◆ Description of the task: From the data below, return each line in which the string "target" is found.
======== Input for this task ========
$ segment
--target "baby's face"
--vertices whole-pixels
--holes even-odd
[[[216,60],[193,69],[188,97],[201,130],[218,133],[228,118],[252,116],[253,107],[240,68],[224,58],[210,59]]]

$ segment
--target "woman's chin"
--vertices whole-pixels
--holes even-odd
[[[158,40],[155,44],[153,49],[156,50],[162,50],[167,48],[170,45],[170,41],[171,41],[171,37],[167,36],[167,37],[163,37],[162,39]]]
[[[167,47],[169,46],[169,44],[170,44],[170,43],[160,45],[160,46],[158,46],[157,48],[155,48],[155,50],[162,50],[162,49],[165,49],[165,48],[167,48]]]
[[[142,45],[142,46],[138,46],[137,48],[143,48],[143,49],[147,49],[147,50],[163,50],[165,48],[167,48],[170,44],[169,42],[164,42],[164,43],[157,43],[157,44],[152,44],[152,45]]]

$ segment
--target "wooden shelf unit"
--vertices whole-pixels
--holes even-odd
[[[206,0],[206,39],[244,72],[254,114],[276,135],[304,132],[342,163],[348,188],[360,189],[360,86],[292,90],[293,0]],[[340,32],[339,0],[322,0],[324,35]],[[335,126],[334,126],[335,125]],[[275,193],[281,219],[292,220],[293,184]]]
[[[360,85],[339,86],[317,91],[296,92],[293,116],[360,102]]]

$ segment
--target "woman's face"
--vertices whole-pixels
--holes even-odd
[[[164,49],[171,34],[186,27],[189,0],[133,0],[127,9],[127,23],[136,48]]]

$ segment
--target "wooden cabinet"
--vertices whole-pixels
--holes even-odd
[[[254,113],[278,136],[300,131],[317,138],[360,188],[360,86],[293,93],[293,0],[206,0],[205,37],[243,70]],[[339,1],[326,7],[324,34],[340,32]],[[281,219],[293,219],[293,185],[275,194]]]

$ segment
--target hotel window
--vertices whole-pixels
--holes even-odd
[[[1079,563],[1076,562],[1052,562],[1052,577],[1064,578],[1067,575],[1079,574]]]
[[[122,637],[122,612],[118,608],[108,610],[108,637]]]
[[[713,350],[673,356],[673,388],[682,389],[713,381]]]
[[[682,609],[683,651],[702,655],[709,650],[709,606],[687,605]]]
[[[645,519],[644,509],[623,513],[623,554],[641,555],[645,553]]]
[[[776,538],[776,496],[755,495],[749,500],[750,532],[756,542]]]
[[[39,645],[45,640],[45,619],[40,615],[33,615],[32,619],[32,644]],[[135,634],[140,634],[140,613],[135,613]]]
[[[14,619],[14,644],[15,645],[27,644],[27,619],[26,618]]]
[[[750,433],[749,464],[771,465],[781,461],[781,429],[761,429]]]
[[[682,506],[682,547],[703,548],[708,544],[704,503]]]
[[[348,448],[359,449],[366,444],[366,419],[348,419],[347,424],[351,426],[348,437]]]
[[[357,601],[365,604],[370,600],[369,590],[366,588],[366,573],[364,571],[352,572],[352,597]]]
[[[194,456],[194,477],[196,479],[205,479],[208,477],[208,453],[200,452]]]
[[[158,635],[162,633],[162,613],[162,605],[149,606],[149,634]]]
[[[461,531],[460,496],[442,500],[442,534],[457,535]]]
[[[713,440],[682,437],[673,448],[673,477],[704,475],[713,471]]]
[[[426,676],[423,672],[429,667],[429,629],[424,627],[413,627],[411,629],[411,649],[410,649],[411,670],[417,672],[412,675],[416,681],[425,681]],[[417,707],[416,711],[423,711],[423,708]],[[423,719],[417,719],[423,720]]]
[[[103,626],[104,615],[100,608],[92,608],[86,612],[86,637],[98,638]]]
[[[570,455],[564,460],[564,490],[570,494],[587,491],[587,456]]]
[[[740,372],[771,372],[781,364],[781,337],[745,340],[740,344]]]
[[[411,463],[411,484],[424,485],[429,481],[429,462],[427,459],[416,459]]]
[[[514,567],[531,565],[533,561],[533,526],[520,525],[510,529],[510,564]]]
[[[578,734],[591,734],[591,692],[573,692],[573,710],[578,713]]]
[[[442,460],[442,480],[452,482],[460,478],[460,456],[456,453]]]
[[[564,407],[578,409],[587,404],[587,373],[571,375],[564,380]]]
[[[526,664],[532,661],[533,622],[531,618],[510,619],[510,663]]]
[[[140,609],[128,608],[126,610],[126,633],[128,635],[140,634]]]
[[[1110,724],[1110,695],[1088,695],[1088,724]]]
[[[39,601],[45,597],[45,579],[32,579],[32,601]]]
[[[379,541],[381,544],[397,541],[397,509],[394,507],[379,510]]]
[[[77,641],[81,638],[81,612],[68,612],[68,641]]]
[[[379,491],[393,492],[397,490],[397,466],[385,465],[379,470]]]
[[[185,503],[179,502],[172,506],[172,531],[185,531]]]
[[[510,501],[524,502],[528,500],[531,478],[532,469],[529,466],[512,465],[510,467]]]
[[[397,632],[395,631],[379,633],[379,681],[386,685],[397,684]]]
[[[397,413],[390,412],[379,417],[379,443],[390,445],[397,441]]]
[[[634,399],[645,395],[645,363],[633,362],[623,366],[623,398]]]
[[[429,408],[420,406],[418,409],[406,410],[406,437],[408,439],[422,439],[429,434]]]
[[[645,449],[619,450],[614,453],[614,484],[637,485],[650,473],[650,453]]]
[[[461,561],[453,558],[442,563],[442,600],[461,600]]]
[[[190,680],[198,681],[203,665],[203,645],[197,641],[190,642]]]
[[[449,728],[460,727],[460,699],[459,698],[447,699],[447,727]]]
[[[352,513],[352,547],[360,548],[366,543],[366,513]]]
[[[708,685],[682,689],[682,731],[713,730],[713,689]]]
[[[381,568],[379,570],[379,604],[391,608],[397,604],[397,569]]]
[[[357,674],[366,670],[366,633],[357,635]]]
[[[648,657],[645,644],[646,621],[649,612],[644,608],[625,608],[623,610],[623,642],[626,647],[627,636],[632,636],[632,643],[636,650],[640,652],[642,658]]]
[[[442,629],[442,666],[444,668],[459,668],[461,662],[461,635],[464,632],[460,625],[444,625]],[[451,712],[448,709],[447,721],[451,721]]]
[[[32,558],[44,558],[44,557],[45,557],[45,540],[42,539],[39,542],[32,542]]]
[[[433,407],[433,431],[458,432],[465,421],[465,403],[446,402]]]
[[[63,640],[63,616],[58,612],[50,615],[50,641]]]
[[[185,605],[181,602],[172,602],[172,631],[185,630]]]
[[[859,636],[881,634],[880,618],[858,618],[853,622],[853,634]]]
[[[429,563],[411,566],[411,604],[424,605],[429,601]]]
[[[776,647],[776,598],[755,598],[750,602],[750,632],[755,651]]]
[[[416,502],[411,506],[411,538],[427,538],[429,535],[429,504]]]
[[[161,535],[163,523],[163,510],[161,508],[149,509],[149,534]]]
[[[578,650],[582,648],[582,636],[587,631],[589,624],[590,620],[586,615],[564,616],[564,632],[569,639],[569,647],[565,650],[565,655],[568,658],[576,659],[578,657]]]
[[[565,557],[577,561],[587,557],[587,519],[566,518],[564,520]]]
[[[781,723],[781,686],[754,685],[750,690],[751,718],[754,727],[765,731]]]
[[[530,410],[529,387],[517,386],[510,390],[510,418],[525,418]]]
========
◆ Exercise result:
--target "baby's face"
--target "woman's chin"
--target "wooden shelf unit"
--target "woman's face"
--target "wooden cabinet"
--target hotel window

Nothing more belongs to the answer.